Records to use:

- - - - - - -

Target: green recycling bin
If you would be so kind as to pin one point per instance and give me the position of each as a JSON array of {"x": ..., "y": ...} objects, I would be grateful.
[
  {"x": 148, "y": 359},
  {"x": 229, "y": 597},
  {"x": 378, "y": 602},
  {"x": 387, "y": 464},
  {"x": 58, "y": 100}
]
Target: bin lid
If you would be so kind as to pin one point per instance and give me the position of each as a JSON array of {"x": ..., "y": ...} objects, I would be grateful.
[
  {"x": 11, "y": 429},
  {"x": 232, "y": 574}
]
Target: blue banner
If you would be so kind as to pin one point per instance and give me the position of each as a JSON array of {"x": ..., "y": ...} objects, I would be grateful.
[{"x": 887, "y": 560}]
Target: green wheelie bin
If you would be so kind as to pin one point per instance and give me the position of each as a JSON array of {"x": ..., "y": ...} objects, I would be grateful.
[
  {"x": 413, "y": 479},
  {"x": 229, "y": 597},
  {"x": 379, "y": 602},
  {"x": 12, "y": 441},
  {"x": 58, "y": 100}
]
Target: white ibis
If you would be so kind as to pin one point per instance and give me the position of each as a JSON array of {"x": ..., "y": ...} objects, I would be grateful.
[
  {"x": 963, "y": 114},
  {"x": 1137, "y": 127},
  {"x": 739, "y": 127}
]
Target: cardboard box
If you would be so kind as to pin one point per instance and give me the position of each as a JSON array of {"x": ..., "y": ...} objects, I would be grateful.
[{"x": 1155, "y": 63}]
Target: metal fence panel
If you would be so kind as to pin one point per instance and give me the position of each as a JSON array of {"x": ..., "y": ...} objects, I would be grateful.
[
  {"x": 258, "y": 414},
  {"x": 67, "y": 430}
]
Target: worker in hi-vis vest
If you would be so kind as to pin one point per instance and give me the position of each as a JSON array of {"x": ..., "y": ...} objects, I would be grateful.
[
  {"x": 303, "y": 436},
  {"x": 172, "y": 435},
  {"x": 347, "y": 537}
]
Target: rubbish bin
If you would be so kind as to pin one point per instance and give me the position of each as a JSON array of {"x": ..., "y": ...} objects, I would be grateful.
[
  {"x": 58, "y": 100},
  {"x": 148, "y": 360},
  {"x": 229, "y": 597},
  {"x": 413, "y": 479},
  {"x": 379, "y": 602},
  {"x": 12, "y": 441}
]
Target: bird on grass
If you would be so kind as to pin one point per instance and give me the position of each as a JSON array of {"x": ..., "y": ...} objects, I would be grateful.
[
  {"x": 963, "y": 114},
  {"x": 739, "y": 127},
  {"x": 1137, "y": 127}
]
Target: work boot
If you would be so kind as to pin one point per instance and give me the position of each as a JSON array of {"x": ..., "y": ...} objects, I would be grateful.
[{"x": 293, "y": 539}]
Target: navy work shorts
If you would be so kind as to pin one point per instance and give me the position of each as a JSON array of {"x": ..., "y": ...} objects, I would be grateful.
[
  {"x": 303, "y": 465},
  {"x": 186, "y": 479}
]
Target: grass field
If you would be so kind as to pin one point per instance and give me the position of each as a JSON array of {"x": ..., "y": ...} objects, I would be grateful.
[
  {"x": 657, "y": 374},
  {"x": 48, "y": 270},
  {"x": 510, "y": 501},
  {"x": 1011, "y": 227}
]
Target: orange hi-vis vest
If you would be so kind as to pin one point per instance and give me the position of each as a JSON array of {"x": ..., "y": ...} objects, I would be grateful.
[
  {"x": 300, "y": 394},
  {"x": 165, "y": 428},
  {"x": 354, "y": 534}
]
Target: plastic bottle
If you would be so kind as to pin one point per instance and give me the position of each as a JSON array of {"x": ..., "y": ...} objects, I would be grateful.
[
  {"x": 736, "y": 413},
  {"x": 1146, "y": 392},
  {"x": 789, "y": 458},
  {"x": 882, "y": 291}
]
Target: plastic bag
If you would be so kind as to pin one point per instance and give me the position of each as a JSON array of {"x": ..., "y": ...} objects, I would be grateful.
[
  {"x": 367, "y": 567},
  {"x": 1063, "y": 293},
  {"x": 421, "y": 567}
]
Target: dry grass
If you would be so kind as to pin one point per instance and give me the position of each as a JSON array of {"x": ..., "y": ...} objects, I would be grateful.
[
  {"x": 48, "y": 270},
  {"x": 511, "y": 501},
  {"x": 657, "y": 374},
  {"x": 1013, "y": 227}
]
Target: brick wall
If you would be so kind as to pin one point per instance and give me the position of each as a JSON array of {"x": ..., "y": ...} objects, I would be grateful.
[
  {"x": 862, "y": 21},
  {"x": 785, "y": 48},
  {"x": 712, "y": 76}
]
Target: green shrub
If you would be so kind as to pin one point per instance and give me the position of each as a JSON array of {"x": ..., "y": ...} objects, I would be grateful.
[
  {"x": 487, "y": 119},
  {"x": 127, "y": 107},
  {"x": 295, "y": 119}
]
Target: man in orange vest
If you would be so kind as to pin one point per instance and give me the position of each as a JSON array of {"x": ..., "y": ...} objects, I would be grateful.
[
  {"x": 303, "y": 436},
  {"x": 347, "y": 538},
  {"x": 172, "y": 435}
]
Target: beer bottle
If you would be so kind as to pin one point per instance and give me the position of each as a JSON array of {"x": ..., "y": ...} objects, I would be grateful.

- - - - - - -

What to do: Each record must be returned exactly as it is written.

Final result:
Target: green recycling bin
If you would be so kind as to pin one point per instance and give me the position of each as a JSON array of {"x": ..., "y": ...} objects, I would be grateful.
[
  {"x": 148, "y": 359},
  {"x": 229, "y": 597},
  {"x": 378, "y": 602},
  {"x": 387, "y": 464},
  {"x": 58, "y": 100}
]
Target: bin lid
If you would be so kind as to pin one point per instance and give me the position of each as a JSON array of {"x": ..., "y": ...} objects, I would be grateful.
[
  {"x": 11, "y": 429},
  {"x": 232, "y": 574}
]
Target: blue banner
If you would be so kind as to pin one point per instance and give me the position of each as a JSON array of {"x": ..., "y": ...} objects, I would be grateful.
[{"x": 887, "y": 560}]
Target: green wheelie bin
If you would be so kind as to pin one point per instance and give me the position of each as a JSON array of {"x": ..., "y": ...} objects, I would be grateful.
[
  {"x": 413, "y": 479},
  {"x": 229, "y": 597},
  {"x": 379, "y": 602},
  {"x": 12, "y": 441},
  {"x": 58, "y": 100}
]
Target: white ibis
If you would be so kind as to pin one point per instance and give me the position of each as a JSON array of {"x": ..., "y": ...} objects, I would be grateful.
[
  {"x": 963, "y": 114},
  {"x": 1137, "y": 127},
  {"x": 739, "y": 127}
]
Target: cardboard box
If you would be so kind as to pin one point per instance and give me the position of each as a JSON array of {"x": ..., "y": ...} objects, I would be grateful.
[{"x": 1155, "y": 63}]
Target: metal fence panel
If you would be so kind as to pin one point per instance and give me the position of each as a JSON array of {"x": ..., "y": ...} objects, I would be grateful.
[
  {"x": 258, "y": 414},
  {"x": 67, "y": 430}
]
Target: worker in hi-vis vest
If you would be so kind as to pin one point per instance and give me the position of each as a JSON array of {"x": ..., "y": ...} objects, I would be grateful.
[
  {"x": 303, "y": 436},
  {"x": 172, "y": 435},
  {"x": 347, "y": 537}
]
Target: rubbish bin
If you would be so kind as to pin one point per instance and give me the position of each as a JSON array of {"x": ..., "y": ...} objects, I would be grateful.
[
  {"x": 58, "y": 100},
  {"x": 148, "y": 360},
  {"x": 229, "y": 597},
  {"x": 413, "y": 479},
  {"x": 379, "y": 602},
  {"x": 12, "y": 441}
]
Target: bird on grass
If you would be so kind as to pin one point per instance and give me the position of each as a JSON array of {"x": ..., "y": ...} objects, I would be grateful.
[
  {"x": 963, "y": 114},
  {"x": 739, "y": 127},
  {"x": 1137, "y": 127}
]
Target: work boot
If you would be so kind as to pin one point per instance and give me the position of each as a JSON array of {"x": ..., "y": ...} objects, I would be grateful.
[{"x": 293, "y": 539}]
Target: navy work shorts
If you would be so kind as to pin one point per instance and give me the position of each as a JSON array of {"x": ..., "y": ...} objects, I would be grateful.
[
  {"x": 303, "y": 465},
  {"x": 186, "y": 479}
]
Target: grass field
If you would be so kind as to pin one point per instance and give me the position of each as a JSON array of {"x": ..., "y": ...} objects, I would be grateful.
[
  {"x": 657, "y": 374},
  {"x": 48, "y": 270},
  {"x": 510, "y": 501},
  {"x": 1011, "y": 227}
]
Target: orange hi-vis vest
If you would be so kind as to pin one point per instance and give me the position of each as a JSON array of {"x": ..., "y": ...} objects, I would be grateful.
[
  {"x": 300, "y": 394},
  {"x": 165, "y": 428},
  {"x": 354, "y": 534}
]
Target: plastic bottle
If you would be so kind as to pin one point per instance and give me the position of each as a JSON array of {"x": ..., "y": ...} objects, I would be grateful.
[
  {"x": 736, "y": 413},
  {"x": 1146, "y": 392},
  {"x": 789, "y": 458},
  {"x": 882, "y": 291}
]
Target: plastic bag
If you would be so kind as to pin one point per instance and give me the position of each as a JSON array of {"x": ..., "y": ...} objects, I would be grateful.
[
  {"x": 367, "y": 567},
  {"x": 1063, "y": 293},
  {"x": 421, "y": 567}
]
Target: dry grass
If you would be so kind as to pin one point per instance and give me the position of each as a JSON array of {"x": ..., "y": ...} objects, I would be grateful.
[
  {"x": 48, "y": 270},
  {"x": 511, "y": 501},
  {"x": 657, "y": 374},
  {"x": 1013, "y": 227}
]
Target: brick wall
If you would be so kind as to pin one point per instance and give me the position of each as a JSON array of {"x": ..., "y": ...} objects, I would be grateful.
[
  {"x": 862, "y": 21},
  {"x": 785, "y": 48},
  {"x": 712, "y": 76}
]
Target: green shrub
If you would be so kind as to pin one point per instance and give me the position of each as a JSON array of {"x": ..., "y": ...} objects, I would be grateful.
[
  {"x": 487, "y": 119},
  {"x": 127, "y": 107},
  {"x": 295, "y": 119}
]
Target: man in orange vest
If you would be so kind as to pin one point per instance and give me the position of each as a JSON array of {"x": ..., "y": ...} objects, I would be grateful.
[
  {"x": 303, "y": 436},
  {"x": 347, "y": 538},
  {"x": 172, "y": 435}
]
Target: beer bottle
If you would be so kind as to pin one point per instance and give me the position of each as a JSON array of {"x": ..., "y": ...} objects, I would be grateful.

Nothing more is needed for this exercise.